■ DOCUMENT TEXT
==============================
From the literature it is clear that the most common method of computing the Lambert W function over the real numbers is via functional iteration. The second-order Newton method is the simplest of these schemes:
wi+1 = wi - (wi exp(wi) - x) / (exp (wi) + wiexp(wi)).
Much of the literature prefers higher order methods, such as those by Halley, Fritsch, and Schroeder. During exploratory work I found that when performed in finite-precision floating-point arithmetic, the numerical properties of these higher-order iterations are not as favorable as the order may suggests. As a particular example, three Newton iterations consistently outperformed two Halley iterations in terms of accuracy. For this reason I settled on Newton iteration as the main building block, and used custom implementations of `exp()` that only need to delivers results that are representable as positive normals in IEEE-754 terminology to gain back some performance.
I further found that the Newton iteration will converge only slowly for large operands, in particular when the starting approximation is not very accurate. Since high iteration count is not conducive to good performance, I looked around for an alternative and found a superior candidate in the logarithm-based iteration scheme by Iacono and Boyd[*], which also has second order convergence:
wi+1 = (wi / (1 + wi)) * (1 + log (x / wi)
Many implementations of the Lambert W function appear to be using different starting approximations for different portions of the input domain. My preference was for a single starting approximation across the entire input domain with a view to future vectorized implementations.
Luckily Iacono and Boyd also provide a universal starting approximation that works across the entire input domain of W0, which, while not entirely living up to its promises, performs very well. I fine-tuned this for the single-precision implementation which deals with a much narrower input domain, using an optimizing search heuristic to achieve the best possible accuracy. I also employed custom implementations of `log()` that only have to deal with inputs that are positive normals.
==============================
Dataset entries
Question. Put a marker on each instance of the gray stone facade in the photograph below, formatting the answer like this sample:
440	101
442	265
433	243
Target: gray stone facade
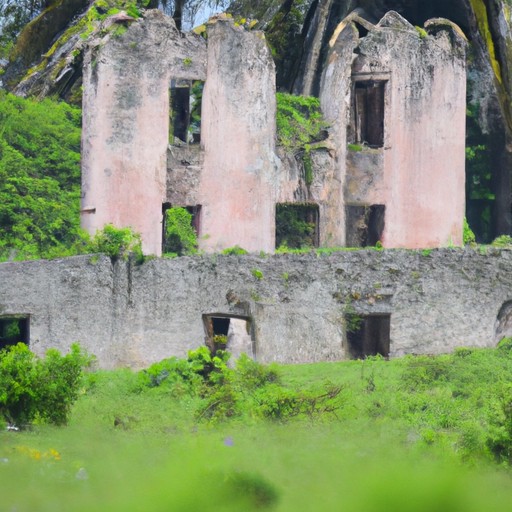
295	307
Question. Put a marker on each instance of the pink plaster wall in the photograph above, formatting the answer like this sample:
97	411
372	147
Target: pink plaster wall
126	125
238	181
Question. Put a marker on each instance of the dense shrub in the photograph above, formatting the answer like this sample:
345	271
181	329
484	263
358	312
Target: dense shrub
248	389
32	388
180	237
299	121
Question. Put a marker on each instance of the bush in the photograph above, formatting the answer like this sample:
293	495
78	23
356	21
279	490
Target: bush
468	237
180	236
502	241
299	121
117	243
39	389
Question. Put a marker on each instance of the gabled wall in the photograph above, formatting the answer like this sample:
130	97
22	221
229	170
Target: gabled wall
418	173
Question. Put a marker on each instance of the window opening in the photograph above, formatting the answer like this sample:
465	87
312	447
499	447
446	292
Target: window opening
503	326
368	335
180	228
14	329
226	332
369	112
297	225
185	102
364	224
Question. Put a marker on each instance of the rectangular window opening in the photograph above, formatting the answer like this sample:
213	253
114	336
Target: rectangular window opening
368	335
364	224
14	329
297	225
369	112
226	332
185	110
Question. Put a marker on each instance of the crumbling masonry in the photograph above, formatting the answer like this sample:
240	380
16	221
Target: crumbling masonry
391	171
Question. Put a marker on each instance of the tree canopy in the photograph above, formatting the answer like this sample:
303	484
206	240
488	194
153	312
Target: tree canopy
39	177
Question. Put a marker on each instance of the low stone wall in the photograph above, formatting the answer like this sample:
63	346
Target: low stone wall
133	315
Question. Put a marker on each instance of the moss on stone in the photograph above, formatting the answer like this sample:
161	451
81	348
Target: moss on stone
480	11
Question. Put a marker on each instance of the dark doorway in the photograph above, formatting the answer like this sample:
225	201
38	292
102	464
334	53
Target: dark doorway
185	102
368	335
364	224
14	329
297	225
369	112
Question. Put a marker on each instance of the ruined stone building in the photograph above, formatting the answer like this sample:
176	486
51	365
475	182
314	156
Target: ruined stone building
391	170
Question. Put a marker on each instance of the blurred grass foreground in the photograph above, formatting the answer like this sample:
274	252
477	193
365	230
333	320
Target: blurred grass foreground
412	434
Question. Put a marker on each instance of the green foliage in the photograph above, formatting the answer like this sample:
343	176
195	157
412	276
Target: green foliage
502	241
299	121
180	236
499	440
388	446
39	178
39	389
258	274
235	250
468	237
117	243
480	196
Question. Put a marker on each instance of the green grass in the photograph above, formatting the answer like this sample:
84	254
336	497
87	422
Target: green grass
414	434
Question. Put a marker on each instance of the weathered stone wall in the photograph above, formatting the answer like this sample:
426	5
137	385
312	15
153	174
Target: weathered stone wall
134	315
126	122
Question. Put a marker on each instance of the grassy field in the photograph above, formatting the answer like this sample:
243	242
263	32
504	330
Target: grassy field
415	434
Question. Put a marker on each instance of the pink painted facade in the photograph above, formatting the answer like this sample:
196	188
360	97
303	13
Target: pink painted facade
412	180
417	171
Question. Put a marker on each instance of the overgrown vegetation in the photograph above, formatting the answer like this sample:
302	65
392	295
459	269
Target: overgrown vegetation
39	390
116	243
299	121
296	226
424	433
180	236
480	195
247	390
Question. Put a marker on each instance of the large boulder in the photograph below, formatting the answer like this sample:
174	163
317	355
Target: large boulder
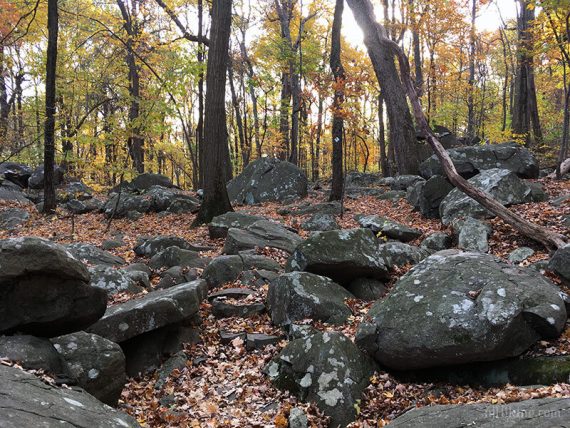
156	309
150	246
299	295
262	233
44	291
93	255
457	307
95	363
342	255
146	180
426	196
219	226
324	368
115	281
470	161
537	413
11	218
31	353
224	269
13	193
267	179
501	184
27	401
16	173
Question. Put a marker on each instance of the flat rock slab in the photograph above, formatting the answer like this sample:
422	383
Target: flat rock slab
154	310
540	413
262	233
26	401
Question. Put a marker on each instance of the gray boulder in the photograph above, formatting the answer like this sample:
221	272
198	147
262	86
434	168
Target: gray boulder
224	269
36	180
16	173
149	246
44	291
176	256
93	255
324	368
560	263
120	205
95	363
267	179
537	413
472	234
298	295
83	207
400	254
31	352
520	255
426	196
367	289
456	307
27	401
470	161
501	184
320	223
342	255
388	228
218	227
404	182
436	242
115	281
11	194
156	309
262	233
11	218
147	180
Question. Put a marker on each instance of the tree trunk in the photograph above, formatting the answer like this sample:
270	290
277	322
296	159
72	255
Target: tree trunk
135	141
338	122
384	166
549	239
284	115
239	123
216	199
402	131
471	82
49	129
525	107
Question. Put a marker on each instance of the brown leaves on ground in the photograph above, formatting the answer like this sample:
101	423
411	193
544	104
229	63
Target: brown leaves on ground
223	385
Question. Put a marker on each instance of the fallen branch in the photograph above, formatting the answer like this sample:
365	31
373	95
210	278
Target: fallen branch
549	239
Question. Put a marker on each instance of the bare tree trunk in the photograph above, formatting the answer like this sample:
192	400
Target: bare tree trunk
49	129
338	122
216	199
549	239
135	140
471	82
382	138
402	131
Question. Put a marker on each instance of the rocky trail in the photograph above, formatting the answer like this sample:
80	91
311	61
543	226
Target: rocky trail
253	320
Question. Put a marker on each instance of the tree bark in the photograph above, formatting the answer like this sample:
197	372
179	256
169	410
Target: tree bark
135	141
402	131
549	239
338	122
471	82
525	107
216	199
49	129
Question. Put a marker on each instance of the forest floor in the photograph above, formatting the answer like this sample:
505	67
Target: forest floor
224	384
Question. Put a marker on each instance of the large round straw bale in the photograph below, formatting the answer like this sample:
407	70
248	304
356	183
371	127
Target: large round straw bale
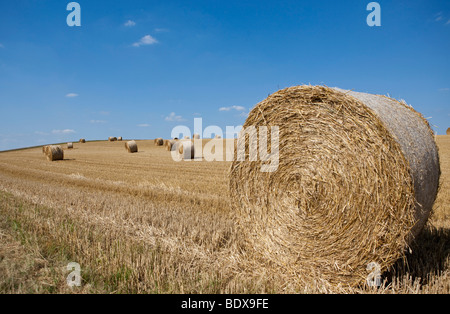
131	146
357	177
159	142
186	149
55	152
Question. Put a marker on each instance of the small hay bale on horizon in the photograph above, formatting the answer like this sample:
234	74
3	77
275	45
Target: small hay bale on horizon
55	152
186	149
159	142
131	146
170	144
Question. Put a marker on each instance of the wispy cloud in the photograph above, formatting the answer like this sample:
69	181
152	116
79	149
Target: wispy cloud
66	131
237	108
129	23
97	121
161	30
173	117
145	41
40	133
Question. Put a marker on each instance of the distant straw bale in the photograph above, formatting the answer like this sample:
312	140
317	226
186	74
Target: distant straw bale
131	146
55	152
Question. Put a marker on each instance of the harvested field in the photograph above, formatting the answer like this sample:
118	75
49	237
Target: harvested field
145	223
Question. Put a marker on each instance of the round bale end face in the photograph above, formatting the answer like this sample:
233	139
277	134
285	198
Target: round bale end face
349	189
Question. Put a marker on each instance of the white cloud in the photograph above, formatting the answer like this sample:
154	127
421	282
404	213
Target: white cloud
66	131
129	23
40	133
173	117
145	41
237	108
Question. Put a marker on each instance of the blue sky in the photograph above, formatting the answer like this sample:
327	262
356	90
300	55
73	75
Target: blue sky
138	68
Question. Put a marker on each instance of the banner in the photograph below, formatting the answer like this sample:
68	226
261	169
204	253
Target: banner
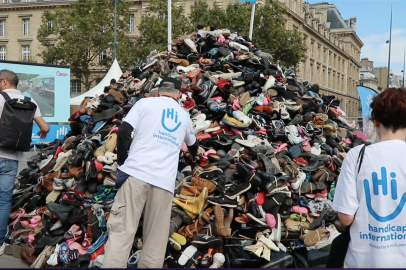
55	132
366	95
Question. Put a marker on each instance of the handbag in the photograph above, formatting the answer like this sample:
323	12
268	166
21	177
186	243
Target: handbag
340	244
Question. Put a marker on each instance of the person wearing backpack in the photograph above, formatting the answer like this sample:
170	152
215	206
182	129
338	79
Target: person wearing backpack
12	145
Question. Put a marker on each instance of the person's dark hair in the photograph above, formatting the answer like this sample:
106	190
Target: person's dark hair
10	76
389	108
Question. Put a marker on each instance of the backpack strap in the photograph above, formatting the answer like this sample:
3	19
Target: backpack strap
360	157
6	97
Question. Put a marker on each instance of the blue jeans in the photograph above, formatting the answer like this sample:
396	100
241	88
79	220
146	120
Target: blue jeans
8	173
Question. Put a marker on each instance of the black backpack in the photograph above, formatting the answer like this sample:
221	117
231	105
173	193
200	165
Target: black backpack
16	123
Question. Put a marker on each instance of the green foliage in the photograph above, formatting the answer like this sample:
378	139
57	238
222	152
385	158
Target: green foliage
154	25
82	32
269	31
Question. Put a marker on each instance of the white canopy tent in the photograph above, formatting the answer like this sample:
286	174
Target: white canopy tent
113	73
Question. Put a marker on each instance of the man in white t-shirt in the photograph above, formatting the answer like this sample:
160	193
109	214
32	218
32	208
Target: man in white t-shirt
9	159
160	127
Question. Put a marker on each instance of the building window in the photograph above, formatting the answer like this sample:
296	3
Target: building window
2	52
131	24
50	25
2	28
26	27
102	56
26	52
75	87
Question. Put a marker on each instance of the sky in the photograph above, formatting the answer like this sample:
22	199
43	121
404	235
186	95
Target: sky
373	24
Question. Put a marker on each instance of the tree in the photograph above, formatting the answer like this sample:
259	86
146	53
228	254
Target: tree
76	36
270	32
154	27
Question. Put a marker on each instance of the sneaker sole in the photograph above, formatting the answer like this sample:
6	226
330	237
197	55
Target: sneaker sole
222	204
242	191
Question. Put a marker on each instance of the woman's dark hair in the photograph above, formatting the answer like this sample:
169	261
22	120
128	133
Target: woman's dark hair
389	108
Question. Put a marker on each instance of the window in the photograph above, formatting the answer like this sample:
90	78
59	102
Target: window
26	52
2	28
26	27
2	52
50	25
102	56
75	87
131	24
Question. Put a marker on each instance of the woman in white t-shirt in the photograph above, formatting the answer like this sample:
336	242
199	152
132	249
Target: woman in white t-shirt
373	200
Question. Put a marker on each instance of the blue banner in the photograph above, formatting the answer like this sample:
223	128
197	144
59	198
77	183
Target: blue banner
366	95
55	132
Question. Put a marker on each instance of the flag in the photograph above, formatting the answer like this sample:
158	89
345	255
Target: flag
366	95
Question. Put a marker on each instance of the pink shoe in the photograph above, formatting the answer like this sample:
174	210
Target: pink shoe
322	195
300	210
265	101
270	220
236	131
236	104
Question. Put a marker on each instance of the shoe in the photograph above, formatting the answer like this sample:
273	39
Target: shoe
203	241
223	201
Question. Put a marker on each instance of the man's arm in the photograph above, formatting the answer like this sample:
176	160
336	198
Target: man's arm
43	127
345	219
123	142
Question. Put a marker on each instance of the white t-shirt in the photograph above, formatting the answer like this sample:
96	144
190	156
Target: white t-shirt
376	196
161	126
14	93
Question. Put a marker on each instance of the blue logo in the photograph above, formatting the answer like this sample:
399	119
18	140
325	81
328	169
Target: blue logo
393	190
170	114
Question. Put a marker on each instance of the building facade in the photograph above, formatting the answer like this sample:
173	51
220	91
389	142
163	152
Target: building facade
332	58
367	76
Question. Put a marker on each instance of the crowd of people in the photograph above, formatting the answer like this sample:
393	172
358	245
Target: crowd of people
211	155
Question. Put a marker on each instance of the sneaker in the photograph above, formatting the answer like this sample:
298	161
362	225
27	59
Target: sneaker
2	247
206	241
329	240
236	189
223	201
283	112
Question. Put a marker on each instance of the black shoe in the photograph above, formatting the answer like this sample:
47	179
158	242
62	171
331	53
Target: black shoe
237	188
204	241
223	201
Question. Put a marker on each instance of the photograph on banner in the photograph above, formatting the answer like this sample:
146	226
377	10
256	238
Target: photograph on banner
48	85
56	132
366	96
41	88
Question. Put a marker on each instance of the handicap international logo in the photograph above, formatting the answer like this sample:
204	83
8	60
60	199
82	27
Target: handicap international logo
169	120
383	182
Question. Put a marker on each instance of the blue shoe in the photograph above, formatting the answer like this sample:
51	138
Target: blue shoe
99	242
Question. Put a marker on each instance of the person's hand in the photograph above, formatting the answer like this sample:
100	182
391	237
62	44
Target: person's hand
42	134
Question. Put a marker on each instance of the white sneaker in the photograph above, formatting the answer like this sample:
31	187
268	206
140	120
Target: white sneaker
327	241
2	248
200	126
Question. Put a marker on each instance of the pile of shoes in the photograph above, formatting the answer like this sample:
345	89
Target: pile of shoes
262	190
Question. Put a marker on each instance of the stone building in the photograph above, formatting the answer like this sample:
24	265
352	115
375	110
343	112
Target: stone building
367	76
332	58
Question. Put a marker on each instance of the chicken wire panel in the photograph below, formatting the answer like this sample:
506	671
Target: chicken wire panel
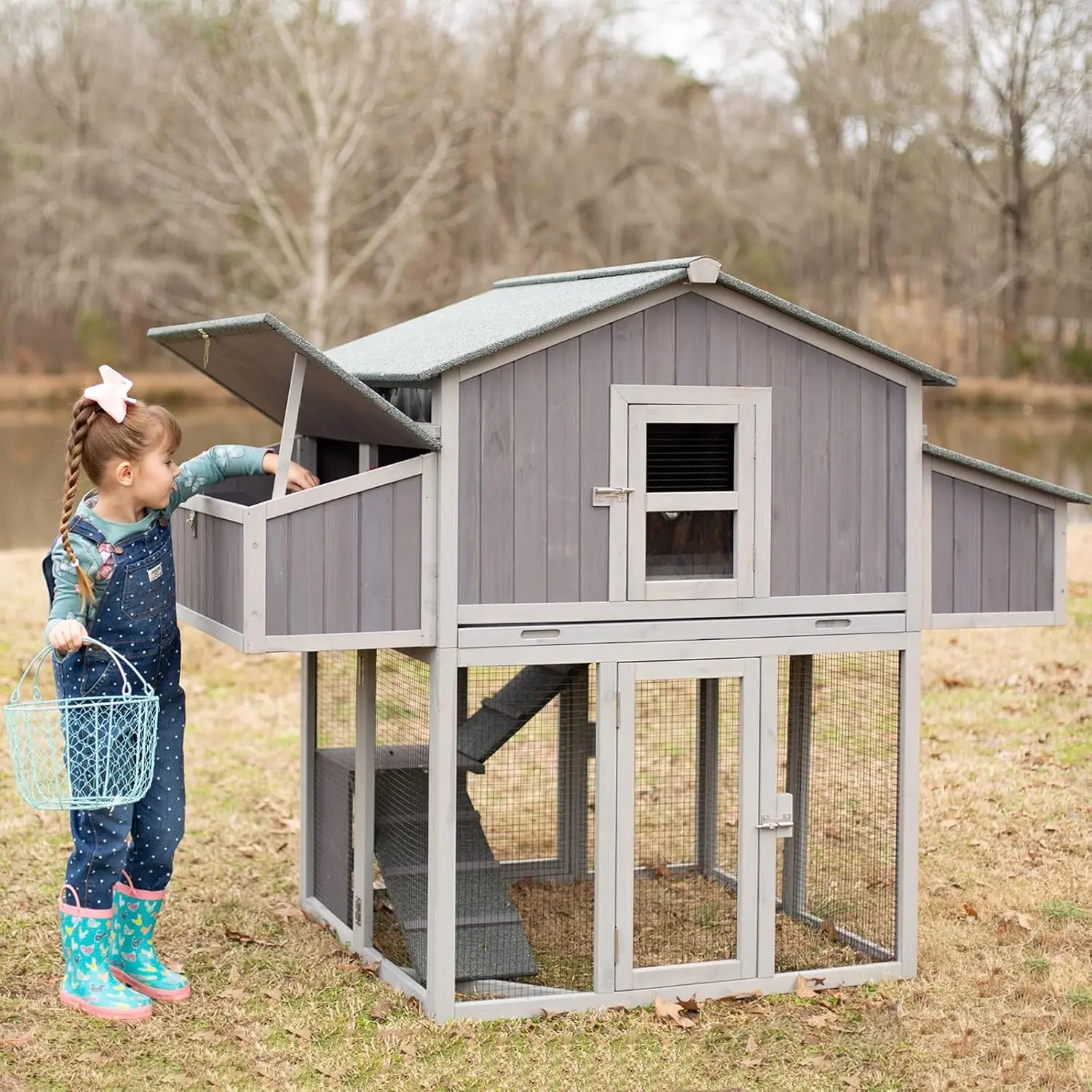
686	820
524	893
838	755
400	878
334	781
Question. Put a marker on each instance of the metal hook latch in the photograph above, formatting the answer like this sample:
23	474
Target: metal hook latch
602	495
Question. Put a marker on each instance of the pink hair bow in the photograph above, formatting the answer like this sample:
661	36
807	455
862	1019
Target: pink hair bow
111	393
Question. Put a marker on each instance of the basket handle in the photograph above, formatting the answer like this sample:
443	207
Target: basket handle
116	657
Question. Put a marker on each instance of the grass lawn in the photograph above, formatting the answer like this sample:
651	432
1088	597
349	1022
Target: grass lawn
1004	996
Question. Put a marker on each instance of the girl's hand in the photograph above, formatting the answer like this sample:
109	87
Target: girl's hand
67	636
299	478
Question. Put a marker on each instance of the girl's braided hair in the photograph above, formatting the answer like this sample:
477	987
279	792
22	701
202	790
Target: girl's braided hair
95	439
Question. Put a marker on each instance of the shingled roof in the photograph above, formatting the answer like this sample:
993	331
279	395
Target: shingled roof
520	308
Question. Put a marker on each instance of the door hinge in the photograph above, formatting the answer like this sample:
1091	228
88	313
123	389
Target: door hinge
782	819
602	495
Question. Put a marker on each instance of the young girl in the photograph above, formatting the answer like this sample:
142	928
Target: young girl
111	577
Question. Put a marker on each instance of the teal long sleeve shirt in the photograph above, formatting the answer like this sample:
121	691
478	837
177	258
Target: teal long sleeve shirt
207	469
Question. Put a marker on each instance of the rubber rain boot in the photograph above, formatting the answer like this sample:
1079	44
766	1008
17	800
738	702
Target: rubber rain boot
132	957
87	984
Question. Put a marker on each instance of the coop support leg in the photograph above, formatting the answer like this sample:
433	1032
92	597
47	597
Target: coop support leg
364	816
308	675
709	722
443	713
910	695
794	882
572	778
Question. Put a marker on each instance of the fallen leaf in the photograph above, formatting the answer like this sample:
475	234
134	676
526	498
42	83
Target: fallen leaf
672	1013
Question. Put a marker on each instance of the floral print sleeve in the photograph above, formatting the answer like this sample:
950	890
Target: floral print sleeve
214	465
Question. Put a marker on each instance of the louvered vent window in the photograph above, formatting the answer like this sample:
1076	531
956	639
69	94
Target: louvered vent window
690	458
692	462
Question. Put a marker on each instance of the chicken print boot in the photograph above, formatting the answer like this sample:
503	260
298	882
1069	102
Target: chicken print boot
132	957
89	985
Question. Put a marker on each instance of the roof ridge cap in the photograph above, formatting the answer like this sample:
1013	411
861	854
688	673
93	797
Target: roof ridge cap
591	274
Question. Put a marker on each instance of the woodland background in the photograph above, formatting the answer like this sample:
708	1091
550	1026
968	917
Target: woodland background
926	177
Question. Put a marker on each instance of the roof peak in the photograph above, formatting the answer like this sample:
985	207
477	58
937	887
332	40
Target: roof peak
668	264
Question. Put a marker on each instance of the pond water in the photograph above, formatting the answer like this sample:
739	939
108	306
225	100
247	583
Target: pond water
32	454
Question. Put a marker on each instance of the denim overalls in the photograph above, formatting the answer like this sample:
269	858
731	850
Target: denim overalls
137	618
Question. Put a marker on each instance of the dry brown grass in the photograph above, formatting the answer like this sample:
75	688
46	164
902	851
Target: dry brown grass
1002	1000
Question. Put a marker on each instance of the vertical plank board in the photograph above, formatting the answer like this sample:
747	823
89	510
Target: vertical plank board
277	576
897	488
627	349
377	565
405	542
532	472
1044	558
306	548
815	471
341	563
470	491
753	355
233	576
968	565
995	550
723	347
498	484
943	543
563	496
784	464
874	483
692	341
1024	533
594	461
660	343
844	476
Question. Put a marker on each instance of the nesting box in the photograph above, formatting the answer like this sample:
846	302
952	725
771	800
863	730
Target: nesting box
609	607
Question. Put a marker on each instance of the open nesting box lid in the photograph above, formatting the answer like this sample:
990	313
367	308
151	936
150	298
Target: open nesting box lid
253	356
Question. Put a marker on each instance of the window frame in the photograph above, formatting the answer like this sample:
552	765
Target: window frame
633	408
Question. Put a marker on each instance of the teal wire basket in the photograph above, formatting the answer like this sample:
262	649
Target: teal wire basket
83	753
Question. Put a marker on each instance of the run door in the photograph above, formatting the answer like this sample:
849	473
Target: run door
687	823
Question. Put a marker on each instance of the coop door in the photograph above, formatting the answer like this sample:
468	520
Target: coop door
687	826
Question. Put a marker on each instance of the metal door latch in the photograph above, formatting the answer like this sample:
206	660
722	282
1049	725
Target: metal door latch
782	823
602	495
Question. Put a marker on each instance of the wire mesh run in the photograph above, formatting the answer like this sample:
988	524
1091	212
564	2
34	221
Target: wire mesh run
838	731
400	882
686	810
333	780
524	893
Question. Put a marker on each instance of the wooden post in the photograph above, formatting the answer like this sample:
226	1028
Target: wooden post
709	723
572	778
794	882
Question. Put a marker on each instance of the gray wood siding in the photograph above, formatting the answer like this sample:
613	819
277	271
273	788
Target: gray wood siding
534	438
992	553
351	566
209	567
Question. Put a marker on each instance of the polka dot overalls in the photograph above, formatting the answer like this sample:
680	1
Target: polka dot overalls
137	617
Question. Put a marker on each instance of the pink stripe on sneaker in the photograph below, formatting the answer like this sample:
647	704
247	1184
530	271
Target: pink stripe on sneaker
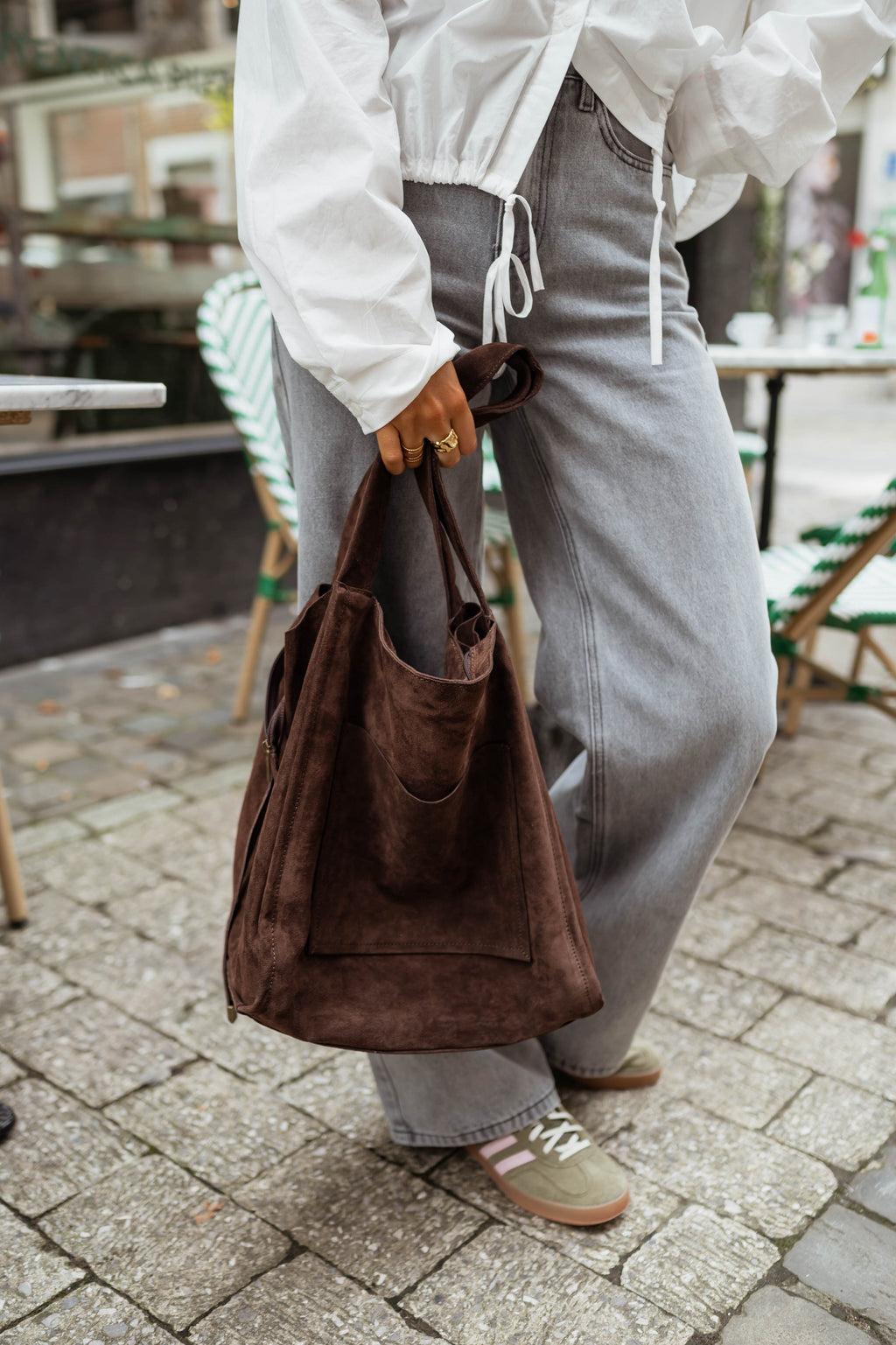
==============================
■ TASKS TO COMPLETE
a. Using the text on computing the Lambert W function, say whether each statement agrees with it, answering yes or no and quoting the deciding words: (i) Three Newton iterations were consistently more accurate than two Halley iterations. (ii) The writer preferred separate starting approximations for different portions of the input domain. (iii) The iteration scheme by Iacono and Boyd has third-order convergence.
b. Pick up the text on computing the Lambert W function after its last sentence and keep writing.

■ ANSWERS TO THE EXERCISE
a.
(i) Yes: "three Newton iterations consistently outperformed two Halley iterations in terms of accuracy"
(ii) No: "My preference was for a single starting approximation across the entire input domain"
(iii) No: "which also has second order convergence"

b.
Some care must be taken in both starting approximation and the Newton iteration to avoid overflow and underflow in intermediate computation. This is easily and cheaply accomplished by scaling by suitable powers of two.
While the resulting iteration schemes deliver accurate results in general, errors of many ulps occur for argument near zero and for arguments near *-1/e* ≈ -0.367879. I addressed the former issue by using the first few terms of the Taylor series expansion around zero: *x - x2 + (3/2)x3*. The fact that *W0 ≈ √(1+ex)-1* on [*-1/e, 0*] suggests the use of a minimax polynomial approximation *p(t)* with *t=√(x+1/e)* which turns out to work reasonably well near *-1/e*. I generated this approximation with the Remez algorithm.
The accuracy achieved for both IEEE-754 `binary32` mapped to `float`, and IEEE-754 `binary64` mapped to `double` is well within the specified error bound. Maximum error in the positive half-plane is less than 1.5 ulps, and maximum error in the negative half-plane is below 2.7 ulps. The single-precision code was tested exhaustively, while the double-precision code was tested with one billion random arguments.
---
[*] Roberto Iacono and John P. Boyd. "New approximations to the principal real-valued branch of the Lambert W-function." *Advances in Computational Mathematics*, Vol. 43, No. 6 , December 2017, pp. 1403-1436.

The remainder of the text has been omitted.